### [Required task]
Rewrite the records below from the start through the line with "(1057, 429)", replacing "wooden rafter" with "roof rafter" and keeping everything else the same. Leave out the pictures.

### [Material to process]
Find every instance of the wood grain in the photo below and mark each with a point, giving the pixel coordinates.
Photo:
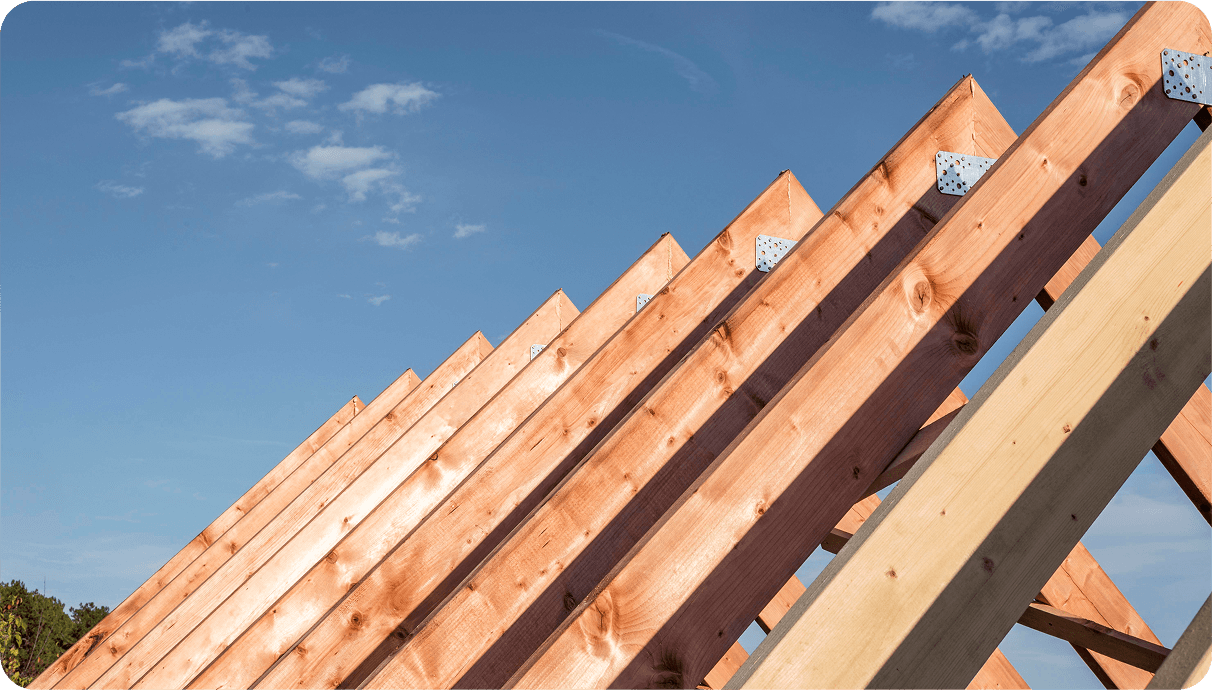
(558, 557)
(432, 562)
(775, 492)
(996, 505)
(279, 514)
(75, 654)
(1192, 656)
(170, 657)
(354, 610)
(1095, 637)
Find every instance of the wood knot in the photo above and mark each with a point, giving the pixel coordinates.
(920, 292)
(965, 342)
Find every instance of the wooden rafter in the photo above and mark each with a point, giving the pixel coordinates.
(777, 490)
(327, 592)
(73, 656)
(1192, 656)
(584, 528)
(276, 558)
(393, 409)
(432, 560)
(1057, 429)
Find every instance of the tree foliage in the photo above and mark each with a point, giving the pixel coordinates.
(35, 629)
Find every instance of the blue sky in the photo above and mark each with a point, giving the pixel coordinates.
(223, 220)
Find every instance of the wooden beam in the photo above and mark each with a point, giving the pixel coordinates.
(1204, 118)
(1189, 662)
(588, 524)
(1185, 446)
(726, 667)
(430, 563)
(336, 502)
(75, 654)
(1107, 649)
(1034, 458)
(1080, 587)
(331, 583)
(395, 406)
(776, 492)
(1088, 634)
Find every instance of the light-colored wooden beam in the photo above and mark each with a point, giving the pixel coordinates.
(998, 502)
(333, 593)
(392, 411)
(762, 505)
(726, 667)
(1189, 662)
(432, 562)
(1095, 637)
(1107, 649)
(396, 406)
(274, 559)
(75, 654)
(588, 524)
(1082, 588)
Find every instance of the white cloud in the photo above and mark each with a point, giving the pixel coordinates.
(239, 49)
(285, 101)
(281, 195)
(143, 63)
(464, 231)
(115, 89)
(335, 66)
(302, 87)
(322, 161)
(303, 127)
(922, 15)
(209, 121)
(1080, 33)
(685, 68)
(1035, 35)
(402, 98)
(405, 201)
(182, 40)
(119, 190)
(394, 239)
(359, 183)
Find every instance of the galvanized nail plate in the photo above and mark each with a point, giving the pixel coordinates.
(1187, 75)
(958, 172)
(770, 250)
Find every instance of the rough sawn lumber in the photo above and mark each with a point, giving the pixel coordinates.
(75, 654)
(204, 620)
(558, 557)
(337, 581)
(776, 491)
(424, 569)
(1028, 466)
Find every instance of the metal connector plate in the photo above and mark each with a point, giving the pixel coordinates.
(1187, 77)
(958, 172)
(770, 250)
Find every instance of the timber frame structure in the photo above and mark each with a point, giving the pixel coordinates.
(610, 497)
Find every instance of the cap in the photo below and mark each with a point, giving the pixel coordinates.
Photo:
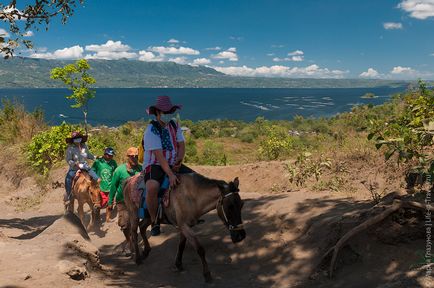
(132, 151)
(109, 151)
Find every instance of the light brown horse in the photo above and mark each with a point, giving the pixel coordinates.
(86, 190)
(195, 196)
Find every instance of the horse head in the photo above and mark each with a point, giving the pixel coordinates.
(95, 194)
(229, 208)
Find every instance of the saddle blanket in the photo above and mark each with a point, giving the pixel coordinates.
(138, 194)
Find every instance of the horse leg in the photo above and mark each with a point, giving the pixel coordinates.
(81, 212)
(181, 246)
(107, 215)
(192, 239)
(146, 247)
(134, 223)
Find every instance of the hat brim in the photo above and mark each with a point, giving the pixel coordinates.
(152, 109)
(70, 140)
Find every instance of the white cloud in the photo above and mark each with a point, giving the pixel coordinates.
(201, 61)
(296, 53)
(392, 25)
(179, 60)
(402, 70)
(296, 56)
(149, 57)
(236, 38)
(3, 33)
(108, 55)
(9, 9)
(111, 50)
(419, 9)
(312, 71)
(230, 54)
(73, 52)
(173, 50)
(371, 73)
(217, 48)
(28, 34)
(110, 46)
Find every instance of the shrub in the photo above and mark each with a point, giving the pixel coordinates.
(213, 154)
(276, 144)
(48, 147)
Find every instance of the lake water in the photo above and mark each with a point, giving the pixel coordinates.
(113, 107)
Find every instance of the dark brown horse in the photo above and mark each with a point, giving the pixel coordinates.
(86, 190)
(195, 196)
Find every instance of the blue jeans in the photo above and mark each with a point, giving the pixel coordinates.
(68, 181)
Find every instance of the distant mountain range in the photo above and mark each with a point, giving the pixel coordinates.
(22, 72)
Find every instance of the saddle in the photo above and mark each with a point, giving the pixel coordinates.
(163, 198)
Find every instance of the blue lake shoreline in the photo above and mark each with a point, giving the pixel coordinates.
(115, 106)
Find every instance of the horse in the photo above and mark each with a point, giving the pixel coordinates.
(193, 197)
(87, 190)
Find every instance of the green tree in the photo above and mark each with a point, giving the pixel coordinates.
(38, 13)
(76, 78)
(408, 133)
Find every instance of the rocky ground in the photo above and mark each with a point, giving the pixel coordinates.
(288, 232)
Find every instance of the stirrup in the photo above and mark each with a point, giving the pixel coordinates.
(155, 230)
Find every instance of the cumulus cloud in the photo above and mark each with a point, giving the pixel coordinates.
(149, 56)
(230, 54)
(173, 50)
(392, 25)
(109, 46)
(312, 71)
(296, 56)
(296, 53)
(371, 73)
(28, 34)
(201, 61)
(402, 70)
(3, 33)
(419, 9)
(111, 50)
(179, 60)
(73, 52)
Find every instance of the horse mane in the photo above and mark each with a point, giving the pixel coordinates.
(205, 182)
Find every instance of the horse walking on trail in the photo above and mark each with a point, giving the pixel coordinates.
(195, 196)
(87, 190)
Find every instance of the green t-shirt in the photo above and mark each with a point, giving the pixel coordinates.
(104, 169)
(119, 176)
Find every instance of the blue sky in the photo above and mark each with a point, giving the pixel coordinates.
(390, 39)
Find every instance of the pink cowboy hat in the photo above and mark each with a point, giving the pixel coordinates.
(163, 104)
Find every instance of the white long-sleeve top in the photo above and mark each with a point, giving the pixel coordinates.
(77, 154)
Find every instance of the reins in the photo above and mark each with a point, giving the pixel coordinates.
(225, 220)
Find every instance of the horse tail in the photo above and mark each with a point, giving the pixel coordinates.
(76, 222)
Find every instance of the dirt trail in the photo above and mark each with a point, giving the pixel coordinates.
(287, 232)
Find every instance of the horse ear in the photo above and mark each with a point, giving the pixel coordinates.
(236, 182)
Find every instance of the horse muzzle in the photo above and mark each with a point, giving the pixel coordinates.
(238, 235)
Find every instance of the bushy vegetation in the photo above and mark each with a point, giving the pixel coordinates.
(48, 147)
(310, 146)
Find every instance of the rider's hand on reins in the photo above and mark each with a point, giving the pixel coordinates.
(173, 180)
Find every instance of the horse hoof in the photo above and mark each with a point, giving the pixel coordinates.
(178, 267)
(146, 254)
(208, 277)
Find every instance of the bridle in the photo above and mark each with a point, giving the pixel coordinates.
(219, 207)
(90, 182)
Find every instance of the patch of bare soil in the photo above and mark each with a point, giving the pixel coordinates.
(288, 233)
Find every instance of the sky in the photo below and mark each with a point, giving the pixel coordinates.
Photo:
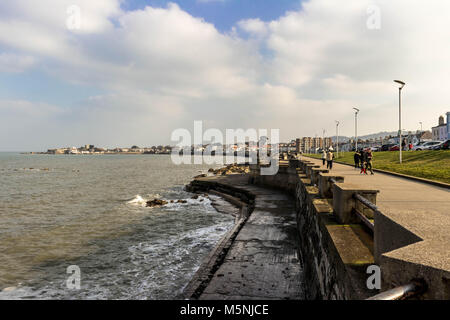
(130, 72)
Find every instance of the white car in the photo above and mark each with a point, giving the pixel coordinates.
(426, 145)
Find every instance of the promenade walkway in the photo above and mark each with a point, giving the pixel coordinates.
(421, 208)
(263, 261)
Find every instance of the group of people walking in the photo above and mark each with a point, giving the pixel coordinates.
(363, 160)
(328, 157)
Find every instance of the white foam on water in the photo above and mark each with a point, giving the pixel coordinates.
(138, 200)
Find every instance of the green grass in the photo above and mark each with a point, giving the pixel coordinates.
(433, 165)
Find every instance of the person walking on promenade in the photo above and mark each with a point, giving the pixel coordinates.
(330, 157)
(369, 161)
(363, 161)
(324, 157)
(356, 159)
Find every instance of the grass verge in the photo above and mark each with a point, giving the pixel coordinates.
(428, 164)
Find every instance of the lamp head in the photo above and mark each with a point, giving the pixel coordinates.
(401, 83)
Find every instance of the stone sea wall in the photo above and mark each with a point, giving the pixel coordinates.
(328, 273)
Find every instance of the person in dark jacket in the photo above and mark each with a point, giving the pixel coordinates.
(369, 161)
(363, 161)
(356, 159)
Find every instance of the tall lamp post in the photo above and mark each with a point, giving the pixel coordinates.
(337, 138)
(356, 128)
(402, 84)
(421, 130)
(323, 139)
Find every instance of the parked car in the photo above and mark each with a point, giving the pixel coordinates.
(394, 148)
(376, 148)
(426, 146)
(386, 147)
(437, 146)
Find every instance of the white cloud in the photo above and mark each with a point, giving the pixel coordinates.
(161, 68)
(15, 63)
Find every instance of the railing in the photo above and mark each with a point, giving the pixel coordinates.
(402, 292)
(361, 215)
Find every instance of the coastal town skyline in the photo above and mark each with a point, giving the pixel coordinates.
(292, 65)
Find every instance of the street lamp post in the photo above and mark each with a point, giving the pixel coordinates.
(421, 130)
(356, 128)
(402, 84)
(337, 138)
(323, 139)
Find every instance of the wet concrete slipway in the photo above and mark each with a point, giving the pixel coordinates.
(259, 258)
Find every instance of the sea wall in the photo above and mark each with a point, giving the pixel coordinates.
(329, 273)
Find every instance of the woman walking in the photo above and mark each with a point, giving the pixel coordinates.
(330, 158)
(363, 162)
(324, 157)
(356, 157)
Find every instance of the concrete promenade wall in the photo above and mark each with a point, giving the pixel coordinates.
(329, 273)
(337, 248)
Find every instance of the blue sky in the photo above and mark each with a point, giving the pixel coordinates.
(224, 13)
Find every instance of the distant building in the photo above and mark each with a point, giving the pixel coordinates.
(441, 131)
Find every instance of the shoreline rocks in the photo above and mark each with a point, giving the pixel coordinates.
(230, 169)
(156, 203)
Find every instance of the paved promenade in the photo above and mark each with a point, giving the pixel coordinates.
(263, 262)
(421, 208)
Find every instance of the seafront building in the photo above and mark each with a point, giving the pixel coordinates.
(441, 132)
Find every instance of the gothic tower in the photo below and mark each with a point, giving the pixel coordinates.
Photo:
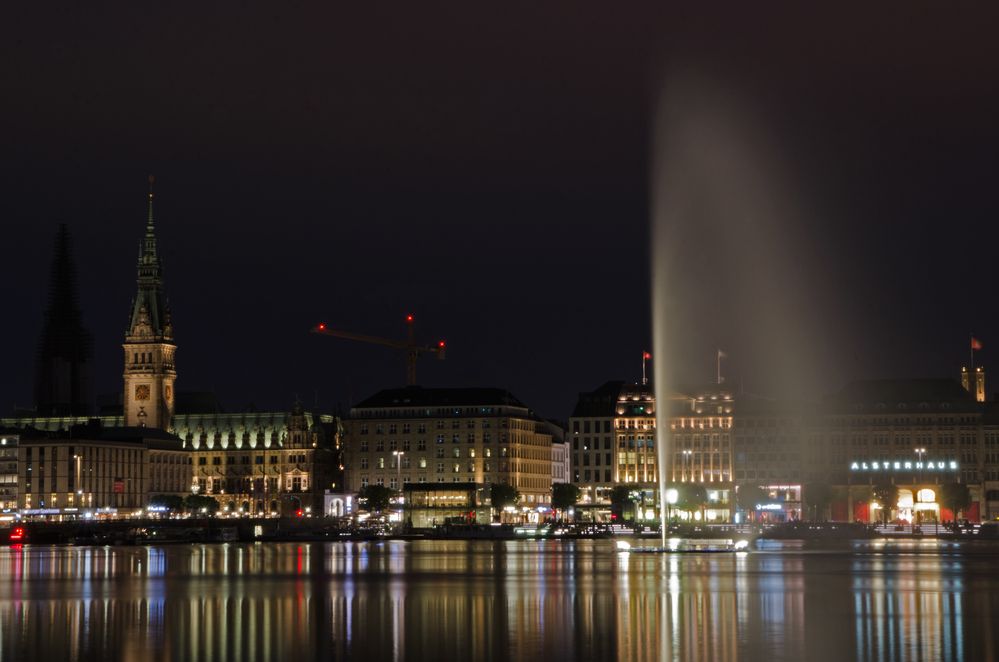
(149, 346)
(62, 377)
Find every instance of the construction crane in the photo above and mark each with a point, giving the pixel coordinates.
(412, 349)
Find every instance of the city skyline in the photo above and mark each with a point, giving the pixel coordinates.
(513, 220)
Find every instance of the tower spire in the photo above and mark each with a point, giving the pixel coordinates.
(149, 219)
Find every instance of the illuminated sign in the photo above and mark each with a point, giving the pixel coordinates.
(905, 465)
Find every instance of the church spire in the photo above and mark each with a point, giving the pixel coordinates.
(148, 252)
(148, 309)
(149, 345)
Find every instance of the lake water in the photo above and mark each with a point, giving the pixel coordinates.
(481, 600)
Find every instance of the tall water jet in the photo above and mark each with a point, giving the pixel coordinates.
(734, 260)
(658, 243)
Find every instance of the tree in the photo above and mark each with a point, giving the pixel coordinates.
(886, 495)
(375, 497)
(955, 497)
(817, 497)
(196, 503)
(564, 495)
(171, 502)
(502, 495)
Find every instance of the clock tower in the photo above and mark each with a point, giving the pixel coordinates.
(149, 345)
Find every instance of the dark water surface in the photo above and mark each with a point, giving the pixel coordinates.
(482, 600)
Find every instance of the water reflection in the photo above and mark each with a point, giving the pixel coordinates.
(482, 600)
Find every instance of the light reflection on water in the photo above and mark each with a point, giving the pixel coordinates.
(484, 600)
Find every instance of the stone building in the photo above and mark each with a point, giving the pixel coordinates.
(463, 435)
(256, 463)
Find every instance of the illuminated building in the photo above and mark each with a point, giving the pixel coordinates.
(8, 471)
(92, 468)
(427, 505)
(701, 440)
(612, 435)
(461, 435)
(257, 463)
(613, 432)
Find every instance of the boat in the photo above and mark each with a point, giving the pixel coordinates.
(688, 545)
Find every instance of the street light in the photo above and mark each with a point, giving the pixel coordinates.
(398, 467)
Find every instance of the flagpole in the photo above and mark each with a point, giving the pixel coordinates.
(972, 374)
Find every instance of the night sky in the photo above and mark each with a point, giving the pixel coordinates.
(487, 168)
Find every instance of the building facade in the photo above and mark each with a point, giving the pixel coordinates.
(422, 435)
(8, 472)
(255, 463)
(90, 469)
(612, 434)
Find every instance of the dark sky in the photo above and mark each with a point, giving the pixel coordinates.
(488, 168)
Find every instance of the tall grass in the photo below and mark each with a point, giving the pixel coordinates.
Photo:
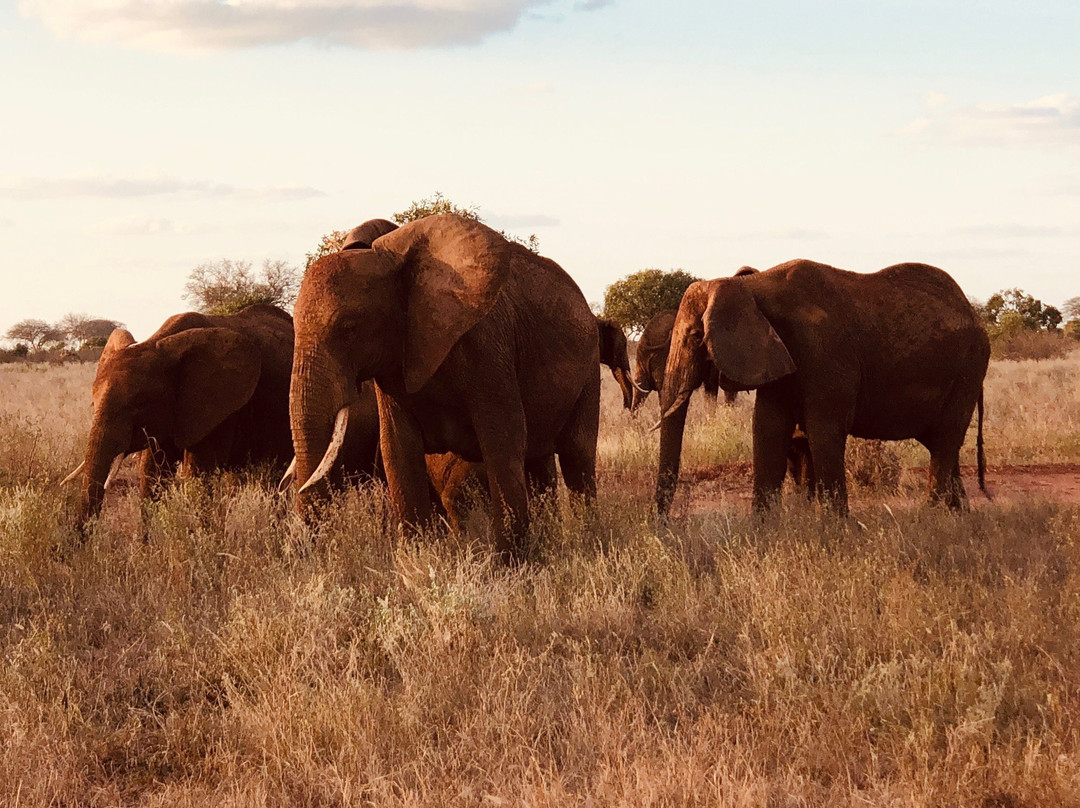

### [Task response]
Find every instance of the wood grain in the photo below and mark each with a point, giving the pixel coordinates.
Photo:
(558, 557)
(432, 562)
(775, 492)
(996, 505)
(279, 514)
(75, 654)
(1192, 656)
(170, 657)
(354, 610)
(1095, 637)
Find every instance of the wood knot in the photo above and mark each with a point, giving the pixel coordinates.
(920, 292)
(965, 342)
Find every instance of the roof rafter in the photo above and mark each with a point, giving the pixel coordinates.
(777, 490)
(327, 592)
(73, 656)
(1192, 656)
(584, 528)
(276, 558)
(393, 409)
(432, 560)
(1057, 429)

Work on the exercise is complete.